- _Data provided_:
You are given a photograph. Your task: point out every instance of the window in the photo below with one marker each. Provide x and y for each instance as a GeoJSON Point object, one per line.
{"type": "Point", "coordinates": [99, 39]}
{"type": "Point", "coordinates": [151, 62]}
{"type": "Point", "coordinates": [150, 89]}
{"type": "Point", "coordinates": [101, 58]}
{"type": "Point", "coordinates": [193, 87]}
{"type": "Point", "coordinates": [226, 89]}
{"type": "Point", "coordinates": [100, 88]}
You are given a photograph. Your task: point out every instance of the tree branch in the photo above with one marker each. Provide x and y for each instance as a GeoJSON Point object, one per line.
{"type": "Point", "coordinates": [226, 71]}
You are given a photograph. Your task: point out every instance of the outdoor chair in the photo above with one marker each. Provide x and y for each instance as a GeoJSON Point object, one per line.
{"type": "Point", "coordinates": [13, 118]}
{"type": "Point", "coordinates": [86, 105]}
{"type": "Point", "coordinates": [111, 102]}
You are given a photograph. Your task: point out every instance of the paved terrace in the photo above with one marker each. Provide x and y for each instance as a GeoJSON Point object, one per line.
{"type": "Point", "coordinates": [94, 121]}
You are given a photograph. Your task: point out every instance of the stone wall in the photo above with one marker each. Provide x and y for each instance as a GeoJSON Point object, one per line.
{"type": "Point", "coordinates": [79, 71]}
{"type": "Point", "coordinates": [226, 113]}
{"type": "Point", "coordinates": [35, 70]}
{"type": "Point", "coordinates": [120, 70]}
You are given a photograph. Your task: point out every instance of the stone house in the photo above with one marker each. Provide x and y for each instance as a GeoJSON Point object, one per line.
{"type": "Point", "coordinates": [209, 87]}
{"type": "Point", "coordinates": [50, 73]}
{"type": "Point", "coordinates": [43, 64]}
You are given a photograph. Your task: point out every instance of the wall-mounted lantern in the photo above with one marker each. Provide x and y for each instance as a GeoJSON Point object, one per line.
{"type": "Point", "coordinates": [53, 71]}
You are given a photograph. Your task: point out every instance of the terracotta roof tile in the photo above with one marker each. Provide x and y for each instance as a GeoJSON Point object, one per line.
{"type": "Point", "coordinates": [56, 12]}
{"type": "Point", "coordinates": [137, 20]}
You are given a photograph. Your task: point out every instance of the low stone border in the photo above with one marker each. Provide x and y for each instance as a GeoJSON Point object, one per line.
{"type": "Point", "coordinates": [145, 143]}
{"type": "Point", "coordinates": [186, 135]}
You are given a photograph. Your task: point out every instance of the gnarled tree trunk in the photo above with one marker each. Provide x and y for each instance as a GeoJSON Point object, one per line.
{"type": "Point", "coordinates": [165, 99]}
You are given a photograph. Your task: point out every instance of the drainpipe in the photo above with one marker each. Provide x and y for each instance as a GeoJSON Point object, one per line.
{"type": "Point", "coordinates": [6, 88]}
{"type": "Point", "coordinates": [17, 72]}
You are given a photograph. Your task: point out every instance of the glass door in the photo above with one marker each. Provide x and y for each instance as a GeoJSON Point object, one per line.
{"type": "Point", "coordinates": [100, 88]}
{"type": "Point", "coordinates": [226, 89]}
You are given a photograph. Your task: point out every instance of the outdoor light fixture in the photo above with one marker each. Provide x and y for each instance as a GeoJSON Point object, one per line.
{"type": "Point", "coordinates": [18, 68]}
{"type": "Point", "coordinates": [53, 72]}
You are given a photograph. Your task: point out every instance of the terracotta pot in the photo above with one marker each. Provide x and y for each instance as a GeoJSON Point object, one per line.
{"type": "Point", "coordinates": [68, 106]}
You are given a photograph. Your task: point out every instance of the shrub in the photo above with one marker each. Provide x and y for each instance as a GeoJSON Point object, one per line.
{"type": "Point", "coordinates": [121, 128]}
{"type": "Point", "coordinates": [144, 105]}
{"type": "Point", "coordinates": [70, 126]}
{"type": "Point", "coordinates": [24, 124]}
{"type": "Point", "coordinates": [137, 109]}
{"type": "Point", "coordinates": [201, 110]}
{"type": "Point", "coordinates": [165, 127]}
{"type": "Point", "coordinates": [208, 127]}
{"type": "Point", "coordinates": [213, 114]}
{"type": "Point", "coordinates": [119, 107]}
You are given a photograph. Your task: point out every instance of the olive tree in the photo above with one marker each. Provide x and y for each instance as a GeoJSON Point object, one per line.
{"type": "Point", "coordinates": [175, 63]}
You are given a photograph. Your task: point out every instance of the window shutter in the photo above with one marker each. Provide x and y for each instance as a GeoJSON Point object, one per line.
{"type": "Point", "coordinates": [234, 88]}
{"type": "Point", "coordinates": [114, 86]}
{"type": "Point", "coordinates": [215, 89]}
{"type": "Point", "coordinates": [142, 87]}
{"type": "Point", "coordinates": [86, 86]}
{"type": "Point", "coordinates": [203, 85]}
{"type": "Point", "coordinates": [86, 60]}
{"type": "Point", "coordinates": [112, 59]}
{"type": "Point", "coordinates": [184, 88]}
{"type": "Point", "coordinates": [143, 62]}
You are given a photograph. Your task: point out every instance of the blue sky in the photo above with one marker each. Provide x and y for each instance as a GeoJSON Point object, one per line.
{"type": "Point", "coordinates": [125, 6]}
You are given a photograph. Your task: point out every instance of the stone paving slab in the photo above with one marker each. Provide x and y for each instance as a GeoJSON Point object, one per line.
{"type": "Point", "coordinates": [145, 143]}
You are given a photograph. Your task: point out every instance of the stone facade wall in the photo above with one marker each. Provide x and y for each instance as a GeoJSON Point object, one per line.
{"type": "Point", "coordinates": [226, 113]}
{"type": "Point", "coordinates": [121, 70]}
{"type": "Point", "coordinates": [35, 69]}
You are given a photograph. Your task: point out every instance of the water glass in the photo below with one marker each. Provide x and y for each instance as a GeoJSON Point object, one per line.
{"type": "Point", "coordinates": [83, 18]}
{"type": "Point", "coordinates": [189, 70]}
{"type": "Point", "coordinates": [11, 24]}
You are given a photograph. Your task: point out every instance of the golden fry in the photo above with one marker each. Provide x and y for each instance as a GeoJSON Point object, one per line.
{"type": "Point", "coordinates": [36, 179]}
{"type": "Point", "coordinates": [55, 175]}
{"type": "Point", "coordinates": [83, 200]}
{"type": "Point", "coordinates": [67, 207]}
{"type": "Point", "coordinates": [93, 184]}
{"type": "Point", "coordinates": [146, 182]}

- _Try it_: Would you retype the listing above in full, exactly as it reads?

- _Task result_:
You are given a photograph. Your task: point out every instance of the window in the photo below with one marker each. Provide x and y for each instance as a GeoJSON Point object, one per line.
{"type": "Point", "coordinates": [99, 39]}
{"type": "Point", "coordinates": [151, 62]}
{"type": "Point", "coordinates": [150, 89]}
{"type": "Point", "coordinates": [101, 58]}
{"type": "Point", "coordinates": [193, 87]}
{"type": "Point", "coordinates": [226, 89]}
{"type": "Point", "coordinates": [100, 88]}
You are given a photograph. Your task: point out every instance of the tree branch in the photo above with one marker each. Provide x and y for each instance as a GeoJSON Point object, one per line.
{"type": "Point", "coordinates": [226, 71]}
You are given a photograph. Your task: point out every instance of the outdoor chair in the photo above with one marker each. Provide x and y for each instance as a GeoJSON Point object, one per line.
{"type": "Point", "coordinates": [13, 118]}
{"type": "Point", "coordinates": [86, 105]}
{"type": "Point", "coordinates": [111, 102]}
You are given a photograph. Your task: point out every instance of the paved terrace in the photo above with one marker each. Provide x and y for each instance as a GeoJSON Point object, one per line.
{"type": "Point", "coordinates": [94, 121]}
You are given a photograph. Your task: point out every instance of the stone wall in the photo above with one marker each. Provide x and y for each instance as a GeoJSON Point object, one per line.
{"type": "Point", "coordinates": [79, 71]}
{"type": "Point", "coordinates": [226, 113]}
{"type": "Point", "coordinates": [35, 70]}
{"type": "Point", "coordinates": [120, 70]}
You are given a photograph. Your task: point out every instance of the stone house in the photo above with one marker each. Provide x and y for each instance as a GeoJSON Point object, one per line.
{"type": "Point", "coordinates": [209, 87]}
{"type": "Point", "coordinates": [50, 73]}
{"type": "Point", "coordinates": [43, 64]}
You are given a photograph. Your task: point out every instance of the wall-mounted lantern in the photo above with one marker each. Provide x and y for each instance as a GeoJSON Point object, one per line.
{"type": "Point", "coordinates": [53, 71]}
You are given a photograph. Your task: point out every instance of the terracotta roof tile in the photo above with one marker each. Provide x and y for each instance as a GeoJSON Point object, one per line.
{"type": "Point", "coordinates": [56, 12]}
{"type": "Point", "coordinates": [137, 20]}
You are given a photograph. Your task: point out every instance of the low stone border in the photo above with one marker each. Provide x and y for each instance as a GeoJSON Point object, one per line.
{"type": "Point", "coordinates": [145, 143]}
{"type": "Point", "coordinates": [186, 135]}
You are given a photograph. Your task: point out every instance of the gnarled tree trunk in the photo above with one marker each. Provide x and y for each instance as a GeoJSON Point object, one per line.
{"type": "Point", "coordinates": [165, 99]}
You are given a photograph. Your task: point out every instance of the drainpipe in the photo above with one marker each. Provide x and y for each instance as a GeoJSON Point object, one per line.
{"type": "Point", "coordinates": [6, 88]}
{"type": "Point", "coordinates": [17, 72]}
You are given a photograph. Your task: point out every instance of the glass door in the photo above with one marker each. Provide x and y for each instance as a GeoJSON Point object, one per line.
{"type": "Point", "coordinates": [100, 88]}
{"type": "Point", "coordinates": [226, 89]}
You are given a photograph. Your task: point out every instance of the outdoor light fixture in the photo above with one marker each. Provide x and y for each instance as a GeoJSON Point object, one per line.
{"type": "Point", "coordinates": [18, 68]}
{"type": "Point", "coordinates": [53, 72]}
You are given a photograph. Your task: point out every instance of the terracotta pot in the photo above with one marker each. Provide x and y for each instance as a GeoJSON Point object, one per line.
{"type": "Point", "coordinates": [68, 106]}
You are given a photograph. Your task: point out every instance of the shrub in the photo above with one marker each. Provide x and y for each instance as a GeoJSON Point object, one per line.
{"type": "Point", "coordinates": [121, 128]}
{"type": "Point", "coordinates": [144, 105]}
{"type": "Point", "coordinates": [70, 126]}
{"type": "Point", "coordinates": [24, 124]}
{"type": "Point", "coordinates": [137, 109]}
{"type": "Point", "coordinates": [201, 110]}
{"type": "Point", "coordinates": [165, 127]}
{"type": "Point", "coordinates": [208, 127]}
{"type": "Point", "coordinates": [213, 114]}
{"type": "Point", "coordinates": [119, 107]}
You are given a photograph. Your task: point out every instance of the olive tree in the photo above with one marker each. Provide x and y for each instance as a GeoJSON Point object, one per line.
{"type": "Point", "coordinates": [175, 63]}
You are given a photograph. Your task: point out every instance of the window shutter in the photo above with one marker each. Provide x and y for each instance as a GeoJSON Point object, one per line.
{"type": "Point", "coordinates": [234, 88]}
{"type": "Point", "coordinates": [114, 86]}
{"type": "Point", "coordinates": [215, 89]}
{"type": "Point", "coordinates": [142, 87]}
{"type": "Point", "coordinates": [86, 86]}
{"type": "Point", "coordinates": [203, 85]}
{"type": "Point", "coordinates": [86, 60]}
{"type": "Point", "coordinates": [112, 59]}
{"type": "Point", "coordinates": [184, 88]}
{"type": "Point", "coordinates": [143, 62]}
You are given a photograph. Your task: point out every instance of the blue sky in the photo above with one marker each. Provide x and y for each instance as a GeoJSON Point object, one per line.
{"type": "Point", "coordinates": [125, 6]}
You are given a photograph. Your task: point out every instance of the stone paving slab in the photo above with one marker each. Provide x and y for each instance as a GeoJSON Point object, one per line.
{"type": "Point", "coordinates": [145, 143]}
You are given a photograph. Your task: point out every instance of the stone facade wall in the photo above with one marker each. Provide x and y for each instance as a GeoJSON Point object, one per line.
{"type": "Point", "coordinates": [226, 113]}
{"type": "Point", "coordinates": [121, 70]}
{"type": "Point", "coordinates": [35, 69]}
You are given a photograph. Your task: point out every instance of the water glass in the photo below with one marker each. Provide x and y for each instance as a GeoJSON Point object, one per line.
{"type": "Point", "coordinates": [83, 18]}
{"type": "Point", "coordinates": [189, 70]}
{"type": "Point", "coordinates": [11, 24]}
You are given a photograph. Your task: point out every instance of the golden fry in the photo above with one marker each. Provide x and y for each instance as a GeoJSON Point object, one per line.
{"type": "Point", "coordinates": [36, 179]}
{"type": "Point", "coordinates": [55, 175]}
{"type": "Point", "coordinates": [83, 200]}
{"type": "Point", "coordinates": [67, 207]}
{"type": "Point", "coordinates": [93, 184]}
{"type": "Point", "coordinates": [146, 182]}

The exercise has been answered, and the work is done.